Exercise details => Can you sum up the piece about The Hurt Locker trailer in two sentences?

Extracted text =>
I just saw the trailer for Katherine Bigelow’s new film, The Hurt Locker. I’d heard part of an interview with her and wanted to see it, but at the time it sounded like there wasn’t going to be a nationwide theatrical release…another one of those “wait for the DVD” movies. “Wait for the DVD” has a little bit different meaning when you live in a small town and like indie films, obviously.
The film is about Marines who do EOD work, that is, who dismantle roadside bombs. I knew a guy from my hometown who was killed doing EOD work in Iraq. The movie has gotten excellent reviews and is apparently both realistic and intense. It’s also had trouble getting distribution. I haven’t heard that it’s particularly critical of the war, but I suppose some criticism is implicit in the title--after all, it looks like they’re saying war can hurt. Anyway, the trailer was great, and what was even better was that it advertised a nationwide release on July 24. Since I finally have a break from school, I was excited.

Data segment =>
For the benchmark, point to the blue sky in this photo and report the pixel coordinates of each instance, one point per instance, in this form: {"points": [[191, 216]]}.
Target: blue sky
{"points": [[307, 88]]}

Exercise response => After seeing the trailer for Katherine Bigelow's new film The Hurt Locker, which is about Marines who dismantle roadside bombs, the writer was excited that it advertised a nationwide release on July 24, because it had seemed it would be a "wait for the DVD" movie. The film has gotten excellent reviews and is apparently both realistic and intense, though it has had trouble getting distribution.